[EXERCISE OBJECTIVE]: Each line of the data that mentions the string "clear" needs to be identified and copied.

Items from a dataset:
━━━━━━━━━━━━━━━━━━━━

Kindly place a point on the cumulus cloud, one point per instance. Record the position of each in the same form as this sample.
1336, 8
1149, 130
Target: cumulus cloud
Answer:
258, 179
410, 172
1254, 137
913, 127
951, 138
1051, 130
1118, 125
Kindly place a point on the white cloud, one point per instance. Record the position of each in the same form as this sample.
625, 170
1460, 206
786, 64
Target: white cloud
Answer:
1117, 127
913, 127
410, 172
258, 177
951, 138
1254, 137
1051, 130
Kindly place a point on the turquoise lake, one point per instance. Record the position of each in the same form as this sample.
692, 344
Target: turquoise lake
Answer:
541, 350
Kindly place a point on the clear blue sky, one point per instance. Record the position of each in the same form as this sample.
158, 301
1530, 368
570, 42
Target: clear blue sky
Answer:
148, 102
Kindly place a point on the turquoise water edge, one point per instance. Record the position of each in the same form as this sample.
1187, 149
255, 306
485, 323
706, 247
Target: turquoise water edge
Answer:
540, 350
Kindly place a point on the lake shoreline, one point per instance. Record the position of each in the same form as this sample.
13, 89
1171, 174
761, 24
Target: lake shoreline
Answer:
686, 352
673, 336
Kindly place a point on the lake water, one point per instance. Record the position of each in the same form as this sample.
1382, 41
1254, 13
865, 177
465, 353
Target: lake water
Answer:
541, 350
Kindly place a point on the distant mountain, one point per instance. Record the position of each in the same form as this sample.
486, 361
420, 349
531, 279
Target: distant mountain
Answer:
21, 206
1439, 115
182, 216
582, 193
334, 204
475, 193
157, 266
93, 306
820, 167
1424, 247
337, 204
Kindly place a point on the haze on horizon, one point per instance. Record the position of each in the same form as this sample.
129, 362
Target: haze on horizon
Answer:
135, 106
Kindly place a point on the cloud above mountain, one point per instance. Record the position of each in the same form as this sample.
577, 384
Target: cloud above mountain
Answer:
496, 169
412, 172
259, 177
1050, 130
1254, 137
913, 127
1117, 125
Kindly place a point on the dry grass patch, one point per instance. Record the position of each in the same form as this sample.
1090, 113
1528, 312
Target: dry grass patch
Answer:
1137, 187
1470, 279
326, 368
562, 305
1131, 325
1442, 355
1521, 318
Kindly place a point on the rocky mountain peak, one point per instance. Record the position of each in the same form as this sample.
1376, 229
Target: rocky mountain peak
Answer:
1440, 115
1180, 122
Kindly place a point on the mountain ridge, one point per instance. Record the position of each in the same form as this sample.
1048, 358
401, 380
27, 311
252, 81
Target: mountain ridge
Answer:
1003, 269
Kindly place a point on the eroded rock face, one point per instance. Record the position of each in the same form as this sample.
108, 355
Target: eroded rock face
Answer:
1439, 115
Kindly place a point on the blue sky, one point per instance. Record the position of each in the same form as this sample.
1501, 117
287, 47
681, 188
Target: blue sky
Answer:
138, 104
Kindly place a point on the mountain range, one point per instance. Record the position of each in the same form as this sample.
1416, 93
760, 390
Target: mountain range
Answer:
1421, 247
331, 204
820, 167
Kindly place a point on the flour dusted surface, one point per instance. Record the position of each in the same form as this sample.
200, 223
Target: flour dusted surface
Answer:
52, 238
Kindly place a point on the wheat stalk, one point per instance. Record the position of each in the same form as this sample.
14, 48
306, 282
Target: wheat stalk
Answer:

━━━━━━━━━━━━━━━━━━━━

[ANSWER]:
Kindly place a point on the clear blue sky, one point per instance. Record the position of each in the same form as this sample.
Target: clear blue sky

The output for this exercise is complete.